### Provided passage

Gacy’s “Pogo the Clown” (1985) (all images courtesy Material Culture)

“Killer Clown” John Wayne Gacy, one of America’s notorious serial killers of the 1970s, developed a penchant for painting when he was locked up on death row for 14 years. Gacy produced at least 2,000 paintings and began selling them with the help of his lawyer and an outside collector named Andy Matesi until he received his lethal injection in 1994. On October 31, Material Culture, an auction house in Philadelphia, sold the self-referential painting “Pogo the Clown” (1985), which it claims is a Gacy original, for $12,800 in its spooky-themed “Dark Shadows” sale.

Gacy, the murderer of 33 young men and adolescent boys between 1972 and 1978, somehow had time for his side hustle as “Pogo the Clown,” a party entertainer for young children in Norridge, Illinois. Perhaps his actual clown costumes weren’t as terrifying as the paintings he made of them, but it’s astounding that no one clocked Gacy as at least a bit off beforehand.

Gacy’s typewritten letter to buyer Leo W. Dymowski, enclosed with a photo of himself as Pogo the clown. Nightmare fuel.

According to Gacy’s pure stream of consciousness in the form of a typewritten letter that accompanied the auction lot, he sold “Pogo the Clown” to an attorney named Leo W. Dymowski in Baltimore, Maryland, for $50 in 1985. While the original letter to Gacy was not recovered, it appears as though Dymowski made some inquiries and comments on Gacy’s case and requested additional case documents, which Gacy was unable to provide for financial reasons.

######
### Given records

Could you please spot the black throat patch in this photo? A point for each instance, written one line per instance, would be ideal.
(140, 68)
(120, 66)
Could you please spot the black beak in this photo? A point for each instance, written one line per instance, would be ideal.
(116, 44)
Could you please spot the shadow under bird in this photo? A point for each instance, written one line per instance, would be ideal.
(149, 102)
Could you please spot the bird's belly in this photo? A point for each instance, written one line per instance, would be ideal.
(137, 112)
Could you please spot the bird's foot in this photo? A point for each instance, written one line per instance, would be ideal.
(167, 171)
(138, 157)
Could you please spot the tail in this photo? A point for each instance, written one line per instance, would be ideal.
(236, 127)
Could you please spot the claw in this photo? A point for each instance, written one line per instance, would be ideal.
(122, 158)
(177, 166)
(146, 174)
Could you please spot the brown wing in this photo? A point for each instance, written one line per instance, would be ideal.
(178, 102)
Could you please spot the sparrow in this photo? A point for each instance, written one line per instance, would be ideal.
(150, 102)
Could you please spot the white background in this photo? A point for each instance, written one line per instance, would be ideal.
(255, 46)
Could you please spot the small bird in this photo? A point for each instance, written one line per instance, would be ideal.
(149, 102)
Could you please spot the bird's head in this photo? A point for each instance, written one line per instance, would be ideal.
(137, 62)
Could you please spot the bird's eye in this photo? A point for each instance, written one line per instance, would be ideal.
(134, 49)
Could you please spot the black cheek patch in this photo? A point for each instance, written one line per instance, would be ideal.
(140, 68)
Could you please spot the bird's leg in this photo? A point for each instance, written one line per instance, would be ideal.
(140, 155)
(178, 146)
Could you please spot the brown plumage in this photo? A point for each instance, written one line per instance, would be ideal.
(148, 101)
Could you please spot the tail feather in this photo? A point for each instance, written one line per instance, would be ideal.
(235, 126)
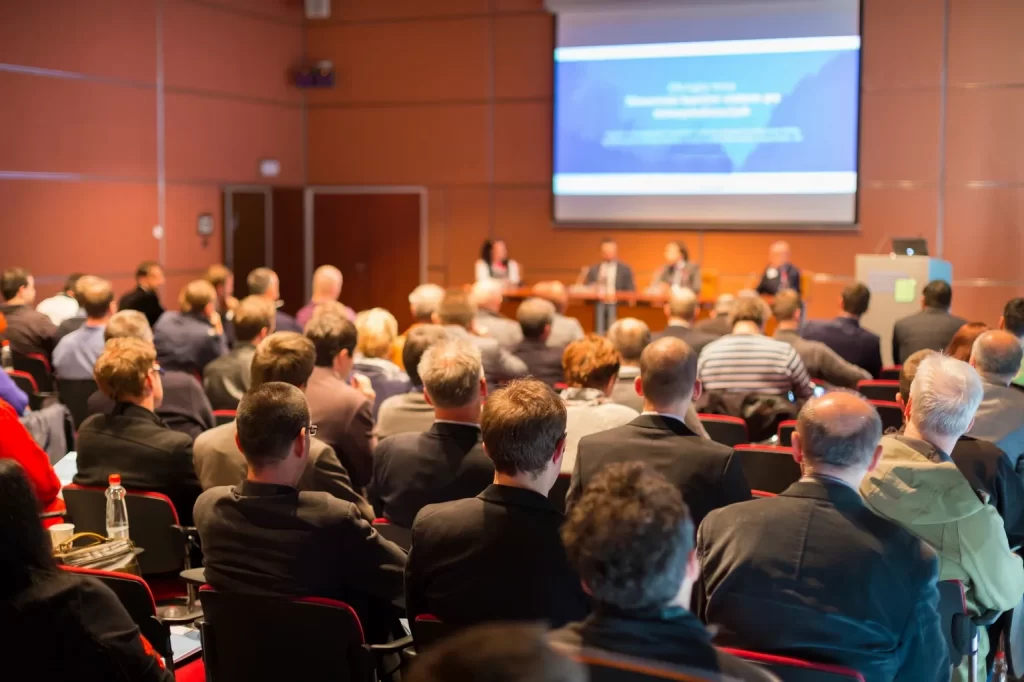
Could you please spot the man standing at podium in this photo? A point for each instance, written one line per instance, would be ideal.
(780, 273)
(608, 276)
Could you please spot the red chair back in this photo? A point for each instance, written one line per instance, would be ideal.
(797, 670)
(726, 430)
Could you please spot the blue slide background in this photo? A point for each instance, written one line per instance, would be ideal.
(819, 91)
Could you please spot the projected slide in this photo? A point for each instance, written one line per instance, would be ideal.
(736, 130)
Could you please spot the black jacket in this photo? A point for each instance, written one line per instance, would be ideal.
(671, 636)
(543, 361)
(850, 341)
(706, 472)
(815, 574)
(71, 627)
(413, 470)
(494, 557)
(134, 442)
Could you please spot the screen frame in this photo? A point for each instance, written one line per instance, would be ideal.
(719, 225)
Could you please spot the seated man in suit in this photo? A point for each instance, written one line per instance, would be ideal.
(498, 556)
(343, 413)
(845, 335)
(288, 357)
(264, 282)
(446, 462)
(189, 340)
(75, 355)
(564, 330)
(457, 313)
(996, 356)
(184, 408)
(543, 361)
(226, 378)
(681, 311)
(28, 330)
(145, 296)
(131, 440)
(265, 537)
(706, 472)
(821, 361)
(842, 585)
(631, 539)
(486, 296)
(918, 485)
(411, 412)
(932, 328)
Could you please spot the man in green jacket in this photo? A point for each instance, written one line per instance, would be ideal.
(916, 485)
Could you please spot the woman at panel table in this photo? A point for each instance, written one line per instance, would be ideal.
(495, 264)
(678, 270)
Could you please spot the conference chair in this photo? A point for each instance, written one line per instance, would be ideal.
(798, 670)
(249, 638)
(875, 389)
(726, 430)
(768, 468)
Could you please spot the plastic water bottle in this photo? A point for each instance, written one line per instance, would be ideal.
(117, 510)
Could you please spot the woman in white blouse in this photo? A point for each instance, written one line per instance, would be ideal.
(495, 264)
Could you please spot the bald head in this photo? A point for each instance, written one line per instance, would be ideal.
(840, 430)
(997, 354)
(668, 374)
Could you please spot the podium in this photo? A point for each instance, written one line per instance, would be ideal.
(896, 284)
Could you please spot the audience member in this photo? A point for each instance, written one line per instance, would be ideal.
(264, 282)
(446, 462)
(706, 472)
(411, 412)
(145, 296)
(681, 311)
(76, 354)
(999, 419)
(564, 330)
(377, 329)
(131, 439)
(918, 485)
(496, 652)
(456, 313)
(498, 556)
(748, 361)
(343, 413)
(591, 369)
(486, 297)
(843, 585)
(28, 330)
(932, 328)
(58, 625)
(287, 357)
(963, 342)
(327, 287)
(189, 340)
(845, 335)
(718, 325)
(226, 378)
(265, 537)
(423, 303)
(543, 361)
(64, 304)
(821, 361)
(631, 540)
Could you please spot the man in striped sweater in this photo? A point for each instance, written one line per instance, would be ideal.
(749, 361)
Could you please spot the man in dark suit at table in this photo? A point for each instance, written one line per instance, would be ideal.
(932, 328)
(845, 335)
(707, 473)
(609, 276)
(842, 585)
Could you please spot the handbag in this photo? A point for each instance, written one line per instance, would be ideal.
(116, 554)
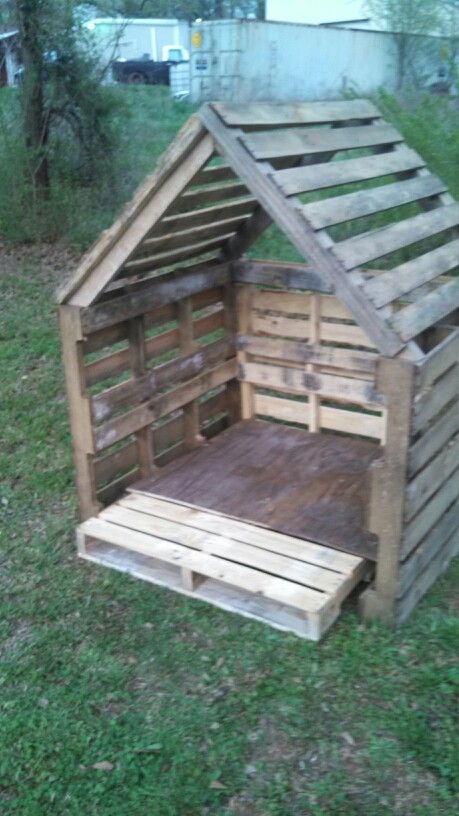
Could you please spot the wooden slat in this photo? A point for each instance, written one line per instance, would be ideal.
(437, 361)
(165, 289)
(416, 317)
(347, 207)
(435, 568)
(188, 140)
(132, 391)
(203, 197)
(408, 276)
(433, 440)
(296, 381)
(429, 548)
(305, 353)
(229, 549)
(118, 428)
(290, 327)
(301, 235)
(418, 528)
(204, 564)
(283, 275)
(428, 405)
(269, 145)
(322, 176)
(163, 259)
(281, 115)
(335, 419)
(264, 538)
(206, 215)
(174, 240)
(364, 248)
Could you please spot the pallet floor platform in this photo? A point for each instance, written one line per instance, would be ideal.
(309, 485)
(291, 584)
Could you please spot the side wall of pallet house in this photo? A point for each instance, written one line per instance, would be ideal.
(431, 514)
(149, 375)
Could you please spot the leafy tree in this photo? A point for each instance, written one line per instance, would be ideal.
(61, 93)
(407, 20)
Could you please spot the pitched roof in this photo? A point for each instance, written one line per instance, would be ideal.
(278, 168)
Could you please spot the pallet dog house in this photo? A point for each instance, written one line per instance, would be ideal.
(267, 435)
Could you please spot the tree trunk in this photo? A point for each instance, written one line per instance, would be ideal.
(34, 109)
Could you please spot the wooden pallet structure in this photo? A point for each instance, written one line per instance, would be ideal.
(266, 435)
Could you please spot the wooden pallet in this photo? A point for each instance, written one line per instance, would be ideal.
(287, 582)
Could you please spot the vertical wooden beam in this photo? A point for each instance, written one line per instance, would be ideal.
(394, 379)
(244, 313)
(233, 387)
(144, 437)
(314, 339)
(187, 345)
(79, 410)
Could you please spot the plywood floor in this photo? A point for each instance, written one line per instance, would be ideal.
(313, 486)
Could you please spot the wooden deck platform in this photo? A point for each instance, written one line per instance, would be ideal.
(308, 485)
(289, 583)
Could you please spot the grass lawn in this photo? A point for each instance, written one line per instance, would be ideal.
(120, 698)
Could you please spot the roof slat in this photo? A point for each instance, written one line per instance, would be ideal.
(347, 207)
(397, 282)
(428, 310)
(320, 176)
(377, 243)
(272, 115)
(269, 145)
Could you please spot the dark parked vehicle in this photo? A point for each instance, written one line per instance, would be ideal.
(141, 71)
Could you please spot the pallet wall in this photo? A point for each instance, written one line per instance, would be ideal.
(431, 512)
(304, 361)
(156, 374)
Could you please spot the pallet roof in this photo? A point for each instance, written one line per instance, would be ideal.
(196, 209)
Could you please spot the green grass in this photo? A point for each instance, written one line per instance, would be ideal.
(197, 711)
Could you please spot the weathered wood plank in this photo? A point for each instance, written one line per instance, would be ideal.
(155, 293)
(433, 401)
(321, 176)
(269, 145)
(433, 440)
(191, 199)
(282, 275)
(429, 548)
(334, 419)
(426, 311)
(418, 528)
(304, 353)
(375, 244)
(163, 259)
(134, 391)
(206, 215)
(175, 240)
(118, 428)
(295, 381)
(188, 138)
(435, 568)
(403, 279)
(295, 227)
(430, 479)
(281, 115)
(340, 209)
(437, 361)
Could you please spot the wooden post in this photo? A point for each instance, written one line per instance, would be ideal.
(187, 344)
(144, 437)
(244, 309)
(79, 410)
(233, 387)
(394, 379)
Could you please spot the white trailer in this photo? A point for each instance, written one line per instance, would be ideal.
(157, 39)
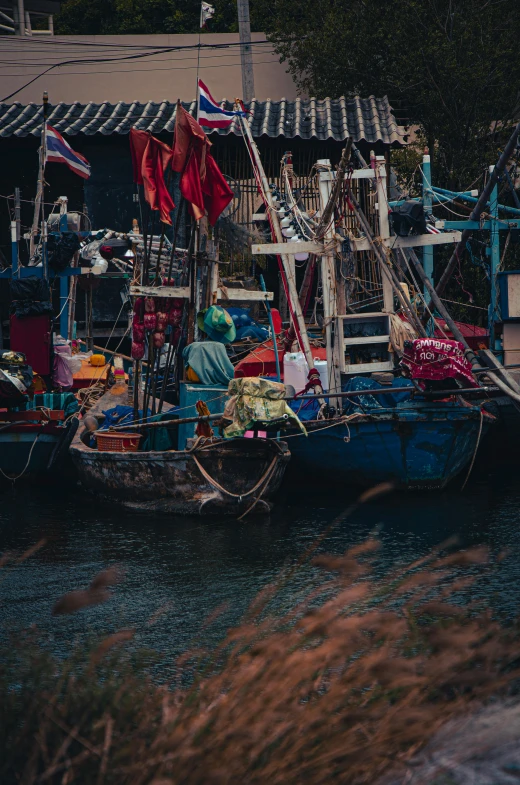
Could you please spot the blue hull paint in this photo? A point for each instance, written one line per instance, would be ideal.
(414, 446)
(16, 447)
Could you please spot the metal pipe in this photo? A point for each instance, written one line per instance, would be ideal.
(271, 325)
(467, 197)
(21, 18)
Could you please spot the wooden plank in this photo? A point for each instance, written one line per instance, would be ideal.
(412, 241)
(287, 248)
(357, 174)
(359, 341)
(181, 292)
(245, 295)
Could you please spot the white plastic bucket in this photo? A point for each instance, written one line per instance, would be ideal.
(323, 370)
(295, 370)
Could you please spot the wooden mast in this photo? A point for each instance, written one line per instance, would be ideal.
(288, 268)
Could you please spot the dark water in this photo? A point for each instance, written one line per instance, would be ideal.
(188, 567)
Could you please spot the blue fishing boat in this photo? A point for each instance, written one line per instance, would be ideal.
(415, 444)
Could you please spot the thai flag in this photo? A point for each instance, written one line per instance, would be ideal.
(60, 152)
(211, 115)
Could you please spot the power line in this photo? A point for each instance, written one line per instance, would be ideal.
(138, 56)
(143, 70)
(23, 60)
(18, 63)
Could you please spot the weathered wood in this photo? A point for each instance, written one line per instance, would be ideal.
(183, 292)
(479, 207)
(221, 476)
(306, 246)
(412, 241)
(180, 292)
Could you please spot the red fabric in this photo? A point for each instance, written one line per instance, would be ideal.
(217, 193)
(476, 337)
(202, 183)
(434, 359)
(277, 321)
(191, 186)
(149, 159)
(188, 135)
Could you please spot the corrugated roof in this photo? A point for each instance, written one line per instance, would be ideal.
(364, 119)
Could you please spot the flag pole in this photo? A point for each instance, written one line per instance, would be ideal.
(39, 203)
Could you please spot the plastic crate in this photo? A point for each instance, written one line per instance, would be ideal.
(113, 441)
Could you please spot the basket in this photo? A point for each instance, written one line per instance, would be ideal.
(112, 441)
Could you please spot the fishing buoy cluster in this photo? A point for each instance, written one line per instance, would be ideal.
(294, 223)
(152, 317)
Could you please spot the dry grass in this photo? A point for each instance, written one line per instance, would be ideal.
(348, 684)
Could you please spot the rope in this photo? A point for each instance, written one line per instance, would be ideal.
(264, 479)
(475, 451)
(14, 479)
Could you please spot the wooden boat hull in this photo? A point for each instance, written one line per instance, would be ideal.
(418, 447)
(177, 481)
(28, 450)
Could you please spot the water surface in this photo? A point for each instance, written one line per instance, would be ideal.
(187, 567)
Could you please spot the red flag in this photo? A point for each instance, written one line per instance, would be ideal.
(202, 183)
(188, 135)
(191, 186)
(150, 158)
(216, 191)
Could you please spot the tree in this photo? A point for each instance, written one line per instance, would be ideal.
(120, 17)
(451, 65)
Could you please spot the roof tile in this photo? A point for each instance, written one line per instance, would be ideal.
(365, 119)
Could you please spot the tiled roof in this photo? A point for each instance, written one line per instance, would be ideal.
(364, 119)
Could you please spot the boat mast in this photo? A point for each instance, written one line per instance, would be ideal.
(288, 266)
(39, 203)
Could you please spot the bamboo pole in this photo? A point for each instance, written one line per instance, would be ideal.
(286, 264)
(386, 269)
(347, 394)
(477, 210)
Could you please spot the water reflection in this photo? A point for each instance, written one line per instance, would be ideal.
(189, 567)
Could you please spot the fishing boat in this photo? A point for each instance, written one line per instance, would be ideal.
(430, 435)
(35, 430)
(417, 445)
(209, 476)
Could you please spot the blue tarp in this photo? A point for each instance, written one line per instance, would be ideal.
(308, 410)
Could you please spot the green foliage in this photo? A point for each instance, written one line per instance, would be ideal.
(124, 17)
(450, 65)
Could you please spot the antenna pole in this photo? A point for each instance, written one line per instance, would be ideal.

######

- **What you should do**
Write what comes next in the article on the auction of John Wayne Gacy's "Pogo the Clown" painting, picking up right after its final sentence.

- **Result**
Gacy was notably defensive of his artistic abilities in the letter. In the first paragraph, he told Dymowski not to expect the painting to resemble the enclosed photo of himself in full Pogo attire as he had just begun experimenting with portraiture.

“I don’t consider myself an artist, but what talent I have I consider a gift from God, and what I do with it is my gift to God,” Gacy wrote.

Gacy’s painted signature on the work

With America’s sustained interest in serial killer analysis media and “Murderabilia” collectibles, it’s no surprise that Gacy’s paintings have fetched between hundreds and thousands of dollars in private sales and auctions since his work hit the market.

George Thomas, a consignments coordinator at Material Culture, told Hyperallergic that the painting was consigned to them by an American art collector and spoke about the process of authenticating the work through signature and inscription analysis. The postmarked letter, he said, provided “ample forensic proof that this is a work by John Wayne Gacy.”

“It is rare to find a Gacy work accompanied by such a lengthy letter written to the patron of the work,” Thomas added.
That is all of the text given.